* _Apply what you read_
(1) In the news report below, please rewrite the paragraph beginning "As of Tuesday, 245 rescued hostages" as a short bulleted list that keeps its main facts.
(2) Translate this sentence from the news report below into Spanish: "Litvinov's body was laid out in uniform, surrounded by dozens of red carnations, as his anguished wife and grown children stood nearby."
(3) According to the news report below, what was the occupation of Sandy Booker, and where was he from?

* _Supplied text_

>>>>>

Russia begins to bury dead

? Weeping relatives bent over the uniformed body of Col. Konstantin Litvinov and threw handfuls of dirt onto his coffin Tuesday as Russians began to bury the hostages killed during a 58-hour standoff with Chechen rebels.

A senior Russian official, meanwhile, issued the Kremlin’s strongest defense yet of the decision to fill the Moscow theater with a secret gas before special forces raided it early Saturday, rescuing hundreds and killing 50 of their captors.

The incapacitating gas was intended to prevent the hostage-takers from triggering explosives strapped to their waists and rigged around the theater. It worked, but it also knocked out most of the hostages, killing 116.

As of Tuesday, 245 rescued hostages remained hospitalized, 16 listed in serious condition, Interfax reported. A total of 418 patients have been released. Among the dead were nine foreigners, including one American.

“There was not one scenario that could have guaranteed the lives of the hostages and the special forces in a theater filled with 330 pounds of explosive devices,” said Sergei Yastrzhembsky, an aide to President Vladimir Putin.

At a Moscow cemetery, Russian soldiers in heavy green coats marched under gray, rainy skies to pay their final respects to Litvinov, who was in the audience of the “Nord-Ost” musical production with friends when the terrorists struck. Litvinov’s body was laid out in uniform, surrounded by dozens of red carnations, as his anguished wife and grown children stood nearby.

Municipal workers place a marker on the grave of Col. Konstantin Litvinov, one of the hostages killed in the raid on a Moscow theater. Gas pumped into the theater killed 116 hostages.

Across town, friends of a 25-year-old engineer and theater lover, identified by Russian television as Alexei Batchkov, gathered on the muddy paths of the Kuzminskoye cemetery around a freshly dug grave. Russian television showed them throwing clumps of earth over the coffin.

While the Saturday rescue operation has been criticized in the Western media, most Russians appear to have accepted the losses. An attempt by the liberal Union of Right Forces faction in the Russian parliament to set up a commission to probe all aspects of the hostage crisis including the rescue looked doomed when it failed to win support of key centrist parties Tuesday.

“Fatalities would have been inevitable in any case,” said Andrei Seltsovsky, chief of Moscow’s health department, according to Interfax. “If the terrorists had simply left the building and surrendered to the authorities, many seriously ill people would have remained inside.”

The U.S. Embassy confirmed Tuesday the death of American Sandy Booker, 49, an electrician from Oklahoma City who was among the hostages. U.S. Ambassador Alexander Vershbow said one other American survived.

<<<<<

* _Information shown_

>>>>>

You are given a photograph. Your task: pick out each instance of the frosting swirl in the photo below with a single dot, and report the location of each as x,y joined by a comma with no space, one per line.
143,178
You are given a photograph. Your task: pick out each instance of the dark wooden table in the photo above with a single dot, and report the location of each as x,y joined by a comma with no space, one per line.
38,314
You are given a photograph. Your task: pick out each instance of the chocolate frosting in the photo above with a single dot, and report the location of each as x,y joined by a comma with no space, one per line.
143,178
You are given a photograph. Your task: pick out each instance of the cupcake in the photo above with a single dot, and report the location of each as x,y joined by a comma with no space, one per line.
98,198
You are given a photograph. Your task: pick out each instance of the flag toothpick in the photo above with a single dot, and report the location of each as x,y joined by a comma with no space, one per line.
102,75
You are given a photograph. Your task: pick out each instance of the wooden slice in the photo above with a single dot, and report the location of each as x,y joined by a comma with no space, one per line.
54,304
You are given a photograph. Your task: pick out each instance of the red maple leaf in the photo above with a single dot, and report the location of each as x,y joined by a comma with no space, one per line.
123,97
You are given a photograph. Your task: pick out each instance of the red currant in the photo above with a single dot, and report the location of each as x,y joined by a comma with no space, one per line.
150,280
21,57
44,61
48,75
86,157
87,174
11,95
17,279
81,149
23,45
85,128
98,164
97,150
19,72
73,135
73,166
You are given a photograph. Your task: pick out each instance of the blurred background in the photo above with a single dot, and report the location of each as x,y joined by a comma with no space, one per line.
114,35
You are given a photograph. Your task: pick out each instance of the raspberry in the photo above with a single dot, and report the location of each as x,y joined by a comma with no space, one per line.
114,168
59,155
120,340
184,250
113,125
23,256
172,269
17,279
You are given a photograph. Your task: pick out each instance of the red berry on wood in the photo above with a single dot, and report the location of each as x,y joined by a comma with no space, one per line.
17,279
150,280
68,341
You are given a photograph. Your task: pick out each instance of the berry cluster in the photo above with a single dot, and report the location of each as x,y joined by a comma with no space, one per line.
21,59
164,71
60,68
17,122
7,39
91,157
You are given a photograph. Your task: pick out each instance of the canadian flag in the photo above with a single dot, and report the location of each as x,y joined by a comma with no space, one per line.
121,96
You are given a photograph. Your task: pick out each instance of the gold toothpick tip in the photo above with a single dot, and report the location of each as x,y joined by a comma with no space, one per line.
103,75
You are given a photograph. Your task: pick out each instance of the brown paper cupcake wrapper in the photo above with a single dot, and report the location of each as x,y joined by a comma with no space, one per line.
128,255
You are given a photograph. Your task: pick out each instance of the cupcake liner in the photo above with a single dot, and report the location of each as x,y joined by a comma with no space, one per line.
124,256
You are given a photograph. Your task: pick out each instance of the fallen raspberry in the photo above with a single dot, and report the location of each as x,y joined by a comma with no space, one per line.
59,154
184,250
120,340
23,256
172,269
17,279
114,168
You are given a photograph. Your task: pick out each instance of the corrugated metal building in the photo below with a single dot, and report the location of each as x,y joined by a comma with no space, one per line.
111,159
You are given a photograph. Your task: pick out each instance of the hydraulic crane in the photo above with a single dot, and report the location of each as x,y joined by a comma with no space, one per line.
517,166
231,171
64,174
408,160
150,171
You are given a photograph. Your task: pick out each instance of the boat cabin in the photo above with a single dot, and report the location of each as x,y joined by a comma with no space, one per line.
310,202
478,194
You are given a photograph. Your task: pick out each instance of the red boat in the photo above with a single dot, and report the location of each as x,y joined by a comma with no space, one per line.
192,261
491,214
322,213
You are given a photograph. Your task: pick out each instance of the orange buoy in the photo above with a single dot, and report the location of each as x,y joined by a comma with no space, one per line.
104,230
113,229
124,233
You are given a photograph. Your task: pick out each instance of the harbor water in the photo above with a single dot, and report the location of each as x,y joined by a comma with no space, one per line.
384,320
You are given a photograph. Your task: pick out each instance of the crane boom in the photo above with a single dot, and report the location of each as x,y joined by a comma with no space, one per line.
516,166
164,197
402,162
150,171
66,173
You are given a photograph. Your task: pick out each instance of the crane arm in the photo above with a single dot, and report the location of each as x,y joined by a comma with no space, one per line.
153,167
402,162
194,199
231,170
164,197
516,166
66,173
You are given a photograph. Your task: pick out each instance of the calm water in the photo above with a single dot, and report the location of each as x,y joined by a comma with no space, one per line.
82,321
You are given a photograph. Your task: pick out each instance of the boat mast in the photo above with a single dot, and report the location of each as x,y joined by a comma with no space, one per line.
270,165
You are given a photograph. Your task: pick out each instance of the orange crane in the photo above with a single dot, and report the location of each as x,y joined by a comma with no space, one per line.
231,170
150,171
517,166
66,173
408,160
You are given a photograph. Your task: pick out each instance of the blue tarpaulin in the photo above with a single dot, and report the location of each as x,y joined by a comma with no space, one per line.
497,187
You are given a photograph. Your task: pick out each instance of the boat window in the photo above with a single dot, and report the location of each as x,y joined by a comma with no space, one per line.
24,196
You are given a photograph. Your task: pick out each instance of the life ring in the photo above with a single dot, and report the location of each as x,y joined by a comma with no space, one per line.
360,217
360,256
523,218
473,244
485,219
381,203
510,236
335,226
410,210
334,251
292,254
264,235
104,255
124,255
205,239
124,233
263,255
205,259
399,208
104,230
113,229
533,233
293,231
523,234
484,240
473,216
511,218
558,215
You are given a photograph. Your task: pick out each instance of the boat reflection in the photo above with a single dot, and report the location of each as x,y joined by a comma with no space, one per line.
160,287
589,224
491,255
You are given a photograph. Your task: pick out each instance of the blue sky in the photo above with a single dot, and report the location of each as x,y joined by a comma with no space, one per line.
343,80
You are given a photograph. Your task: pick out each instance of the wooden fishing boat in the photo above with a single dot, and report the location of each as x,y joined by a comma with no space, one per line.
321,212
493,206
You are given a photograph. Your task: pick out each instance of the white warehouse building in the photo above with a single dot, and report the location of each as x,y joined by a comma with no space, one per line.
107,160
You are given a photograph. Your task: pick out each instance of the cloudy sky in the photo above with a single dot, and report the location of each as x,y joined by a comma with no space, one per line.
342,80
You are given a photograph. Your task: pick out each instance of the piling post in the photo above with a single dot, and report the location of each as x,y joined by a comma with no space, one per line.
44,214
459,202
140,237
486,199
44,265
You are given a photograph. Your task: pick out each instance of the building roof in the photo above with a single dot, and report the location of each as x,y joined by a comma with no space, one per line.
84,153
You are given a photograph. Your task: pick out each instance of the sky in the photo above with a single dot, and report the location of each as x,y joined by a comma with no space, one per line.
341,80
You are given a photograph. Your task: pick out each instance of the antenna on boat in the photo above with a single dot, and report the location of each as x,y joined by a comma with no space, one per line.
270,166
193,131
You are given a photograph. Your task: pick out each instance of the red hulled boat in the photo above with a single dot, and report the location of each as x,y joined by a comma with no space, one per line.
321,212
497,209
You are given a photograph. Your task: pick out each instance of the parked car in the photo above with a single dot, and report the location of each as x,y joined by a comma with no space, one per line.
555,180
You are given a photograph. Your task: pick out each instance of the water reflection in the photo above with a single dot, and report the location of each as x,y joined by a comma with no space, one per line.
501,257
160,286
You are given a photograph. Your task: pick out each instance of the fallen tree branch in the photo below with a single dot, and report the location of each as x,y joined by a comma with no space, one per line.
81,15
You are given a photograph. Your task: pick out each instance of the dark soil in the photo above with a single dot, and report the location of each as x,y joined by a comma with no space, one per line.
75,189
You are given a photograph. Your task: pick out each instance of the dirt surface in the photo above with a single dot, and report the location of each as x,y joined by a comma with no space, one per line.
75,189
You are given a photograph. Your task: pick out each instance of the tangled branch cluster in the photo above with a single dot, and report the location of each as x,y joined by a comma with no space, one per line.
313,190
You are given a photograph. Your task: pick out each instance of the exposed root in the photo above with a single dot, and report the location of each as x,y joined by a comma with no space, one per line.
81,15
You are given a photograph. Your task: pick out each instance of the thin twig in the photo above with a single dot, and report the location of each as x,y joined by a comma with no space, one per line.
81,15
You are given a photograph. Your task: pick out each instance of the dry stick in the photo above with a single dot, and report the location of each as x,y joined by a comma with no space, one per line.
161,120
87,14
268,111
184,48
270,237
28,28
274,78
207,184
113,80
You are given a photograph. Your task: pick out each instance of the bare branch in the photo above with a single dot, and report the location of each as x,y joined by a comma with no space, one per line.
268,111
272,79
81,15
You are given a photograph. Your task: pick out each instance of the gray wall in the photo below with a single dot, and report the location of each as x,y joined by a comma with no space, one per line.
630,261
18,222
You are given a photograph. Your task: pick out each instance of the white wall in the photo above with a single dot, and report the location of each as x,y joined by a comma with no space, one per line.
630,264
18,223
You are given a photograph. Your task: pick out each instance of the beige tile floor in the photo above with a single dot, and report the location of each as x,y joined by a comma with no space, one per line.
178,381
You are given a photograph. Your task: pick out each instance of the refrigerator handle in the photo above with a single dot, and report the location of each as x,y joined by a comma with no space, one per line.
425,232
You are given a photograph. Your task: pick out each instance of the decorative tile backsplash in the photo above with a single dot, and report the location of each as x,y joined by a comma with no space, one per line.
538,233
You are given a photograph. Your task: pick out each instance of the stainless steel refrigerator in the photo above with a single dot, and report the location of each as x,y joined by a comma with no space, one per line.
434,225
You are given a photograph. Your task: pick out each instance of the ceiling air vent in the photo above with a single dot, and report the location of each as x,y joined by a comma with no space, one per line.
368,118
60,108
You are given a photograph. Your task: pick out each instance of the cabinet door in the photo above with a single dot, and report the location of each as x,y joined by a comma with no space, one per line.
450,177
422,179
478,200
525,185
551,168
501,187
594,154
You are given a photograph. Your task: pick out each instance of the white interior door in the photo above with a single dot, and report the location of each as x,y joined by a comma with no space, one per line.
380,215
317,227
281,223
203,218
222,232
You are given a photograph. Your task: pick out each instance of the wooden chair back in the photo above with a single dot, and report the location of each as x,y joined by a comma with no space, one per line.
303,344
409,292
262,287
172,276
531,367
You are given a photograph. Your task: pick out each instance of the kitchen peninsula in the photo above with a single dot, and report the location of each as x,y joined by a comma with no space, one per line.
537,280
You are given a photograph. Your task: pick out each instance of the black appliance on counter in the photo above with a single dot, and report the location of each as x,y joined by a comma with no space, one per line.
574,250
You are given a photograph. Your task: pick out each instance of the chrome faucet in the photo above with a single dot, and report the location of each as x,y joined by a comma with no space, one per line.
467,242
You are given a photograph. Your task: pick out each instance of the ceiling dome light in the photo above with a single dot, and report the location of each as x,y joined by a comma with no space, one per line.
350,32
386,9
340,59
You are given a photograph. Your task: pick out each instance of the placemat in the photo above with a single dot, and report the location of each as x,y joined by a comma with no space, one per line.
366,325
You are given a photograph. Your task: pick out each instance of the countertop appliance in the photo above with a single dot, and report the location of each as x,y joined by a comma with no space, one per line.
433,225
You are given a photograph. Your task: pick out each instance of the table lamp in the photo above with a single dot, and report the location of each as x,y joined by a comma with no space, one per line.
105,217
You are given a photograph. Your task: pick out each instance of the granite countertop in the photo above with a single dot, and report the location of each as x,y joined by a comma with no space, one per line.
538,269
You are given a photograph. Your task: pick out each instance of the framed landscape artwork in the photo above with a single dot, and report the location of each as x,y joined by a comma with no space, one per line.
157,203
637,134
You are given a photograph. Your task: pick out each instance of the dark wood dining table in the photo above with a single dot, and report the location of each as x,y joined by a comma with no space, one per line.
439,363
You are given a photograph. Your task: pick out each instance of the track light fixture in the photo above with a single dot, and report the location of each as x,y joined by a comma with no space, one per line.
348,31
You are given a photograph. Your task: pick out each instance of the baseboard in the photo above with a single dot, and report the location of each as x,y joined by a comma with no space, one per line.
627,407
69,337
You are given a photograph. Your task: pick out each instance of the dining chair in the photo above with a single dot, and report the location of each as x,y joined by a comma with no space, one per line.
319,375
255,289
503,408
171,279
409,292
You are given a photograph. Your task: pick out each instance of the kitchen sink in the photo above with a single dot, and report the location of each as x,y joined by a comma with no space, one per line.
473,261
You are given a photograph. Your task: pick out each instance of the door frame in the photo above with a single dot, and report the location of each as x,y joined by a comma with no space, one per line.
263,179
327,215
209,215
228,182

<<<<<

* _Answers for the exercise_
(1)
- 245 rescued hostages were still in the hospital as of Tuesday, according to Interfax.
- 16 of them were in serious condition.
- 418 patients have been released in total.
- Nine foreigners were among the dead, including one American.

(2) El cuerpo de Litvinov fue colocado con su uniforme, rodeado de decenas de claveles rojos, mientras su angustiada esposa y sus hijos adultos permanecían cerca.

(3) He was an electrician from Oklahoma City.